BRANO ESTRATTO ▸

Una fine agghiacciante, documentata dagli accertamenti del medico legale Giuseppe Arcudi, dopo che i genitori della vittima a lungo si erano opposti all’archiviazione, lanciando appelli anche dalle trasmissioni televisive nazionali. E’ stato il sostituto procuratore di Vibo Valentia Michele Sirgiovanni a cambiare l’ipotesi d’indagine in omicidio premeditato e ad affidare l’incarico ad Arcudi dal quale ora sono arrivati i riscontri clamorosi.

Nel fascicolo dell’inchiesta figura già il nome di una persona indagata: si tratta della moglie di Colloca. I carabinieri stanno cercando di ricostruire cosa avvenne quella mattina del 25 settembre 2010 quando la vittima, che viveva di Vena Superiore, piccolo borgo alle porte di Vibo, scomparve con la sua Opel Corsa. L’infermiere, che prestava servizio al Suem 118 di Vibo, era uscito di casa, lasciando il suo cellulare, dopo una burrascosa lite per una presunta relazione extraconiugale.

(Dati archiviati)
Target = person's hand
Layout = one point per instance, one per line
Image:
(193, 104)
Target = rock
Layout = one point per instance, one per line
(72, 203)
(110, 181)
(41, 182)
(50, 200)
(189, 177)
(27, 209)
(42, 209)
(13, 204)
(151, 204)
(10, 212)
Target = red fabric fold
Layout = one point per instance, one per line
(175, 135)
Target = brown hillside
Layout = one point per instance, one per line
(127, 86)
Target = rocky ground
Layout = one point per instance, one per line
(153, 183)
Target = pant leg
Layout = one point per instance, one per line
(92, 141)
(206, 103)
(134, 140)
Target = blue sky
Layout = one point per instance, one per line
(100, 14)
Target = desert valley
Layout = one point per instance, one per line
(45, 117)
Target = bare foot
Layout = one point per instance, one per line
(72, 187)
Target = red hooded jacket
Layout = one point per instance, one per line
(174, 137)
---
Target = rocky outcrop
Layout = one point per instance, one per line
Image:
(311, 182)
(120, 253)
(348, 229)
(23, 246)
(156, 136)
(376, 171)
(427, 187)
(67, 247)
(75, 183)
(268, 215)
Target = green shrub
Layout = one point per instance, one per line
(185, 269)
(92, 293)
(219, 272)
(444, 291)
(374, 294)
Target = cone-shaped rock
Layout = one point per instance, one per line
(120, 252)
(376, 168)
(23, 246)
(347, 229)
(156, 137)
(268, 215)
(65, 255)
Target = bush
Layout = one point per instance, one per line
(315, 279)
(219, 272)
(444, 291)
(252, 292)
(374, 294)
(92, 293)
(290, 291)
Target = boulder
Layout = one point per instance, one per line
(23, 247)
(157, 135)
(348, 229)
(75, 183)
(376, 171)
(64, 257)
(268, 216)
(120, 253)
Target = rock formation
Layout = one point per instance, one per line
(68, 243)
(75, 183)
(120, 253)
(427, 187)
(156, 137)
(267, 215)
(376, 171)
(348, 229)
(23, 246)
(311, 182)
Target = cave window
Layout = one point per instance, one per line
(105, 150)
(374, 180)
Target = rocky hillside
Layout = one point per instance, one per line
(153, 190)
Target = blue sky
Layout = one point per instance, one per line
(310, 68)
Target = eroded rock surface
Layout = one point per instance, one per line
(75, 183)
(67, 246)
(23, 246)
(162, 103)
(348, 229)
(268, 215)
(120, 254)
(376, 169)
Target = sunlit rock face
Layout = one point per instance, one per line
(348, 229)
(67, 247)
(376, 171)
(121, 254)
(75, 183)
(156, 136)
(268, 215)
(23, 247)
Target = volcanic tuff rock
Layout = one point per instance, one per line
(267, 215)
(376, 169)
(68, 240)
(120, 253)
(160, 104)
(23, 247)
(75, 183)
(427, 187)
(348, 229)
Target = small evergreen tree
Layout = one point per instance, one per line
==
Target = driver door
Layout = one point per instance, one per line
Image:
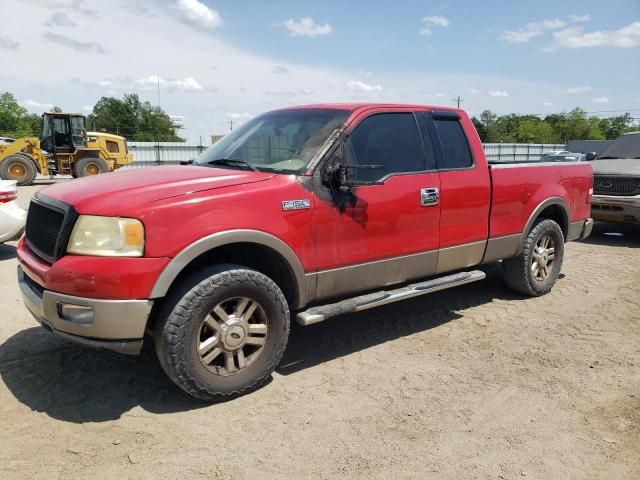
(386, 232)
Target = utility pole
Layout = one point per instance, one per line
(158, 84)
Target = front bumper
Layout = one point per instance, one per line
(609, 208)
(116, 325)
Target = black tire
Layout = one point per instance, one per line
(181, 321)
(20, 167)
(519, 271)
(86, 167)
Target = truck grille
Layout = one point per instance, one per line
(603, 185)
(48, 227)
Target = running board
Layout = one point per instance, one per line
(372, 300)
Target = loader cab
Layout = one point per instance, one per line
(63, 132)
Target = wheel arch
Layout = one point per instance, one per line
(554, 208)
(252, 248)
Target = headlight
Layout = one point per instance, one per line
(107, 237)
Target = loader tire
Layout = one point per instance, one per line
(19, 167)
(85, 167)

ELENCO COMPITI ▸
A. In una o due frasi, spiega in quali circostanze, secondo il brano sulla morte di Colloca, l'infermiere uscì di casa quella mattina.
B. Nel brano sulla morte di Colloca, con quale auto scomparve la vittima?
C. Prosegui il brano sulla morte di Colloca dopo l'ultima frase riportata.
I dati non servono per svolgere i compiti.

RISULTATI PER COMPITO ▸
A. L'infermiere uscì di casa dopo una burrascosa lite per una presunta relazione extraconiugale e lasciò a casa il cellulare.

B. Con la sua Opel Corsa.

C.
Fu l’antifurto satellitare dell’auto a dare indicazioni ai carabinieri, che avevano ricevuto la segnalazione di scomparsa e a condurli fino ad una pineta isolata nel territorio di Pizzo. La morte si sarebbe consumata la notte stessa: il segnale dell’antifurto  cessò poco dopo le 4 del 26 settembre. Prima di arrivare nel luogo in cui fu ritrovato, Colloca viaggiò, quasi senza meta, per le vie della città. E ora i carabinieri dovranno ricostruire chi fu a raggiungerlo e ucciderlo in quelle ore.